● **Records provided**:
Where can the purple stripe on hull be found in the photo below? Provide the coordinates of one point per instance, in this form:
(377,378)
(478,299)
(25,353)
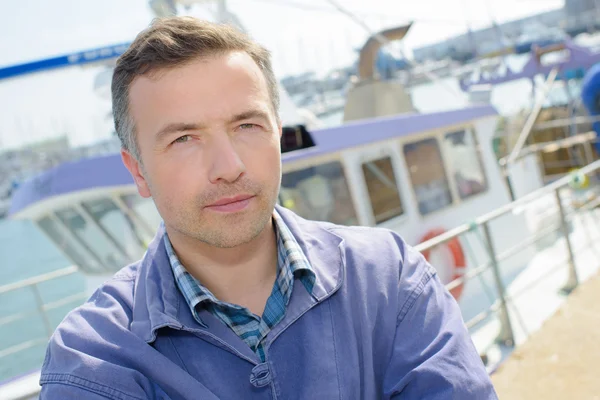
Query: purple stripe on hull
(107,171)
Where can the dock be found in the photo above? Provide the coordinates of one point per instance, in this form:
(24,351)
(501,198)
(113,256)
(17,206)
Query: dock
(561,360)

● **What needs to be done**:
Please set down each line of the listing above word for word, skipping any pictures.

● **Exercise answer**:
Where can the purple stripe on hull be found in the photo below? Provide the coordinates of one point per instance, in this form:
(377,378)
(478,299)
(25,353)
Query: purple stripe on hull
(107,171)
Where can the dock be found in the photo above? Provide the coordinates of one point per instance, in this form:
(24,351)
(501,198)
(113,256)
(17,206)
Query: dock
(561,360)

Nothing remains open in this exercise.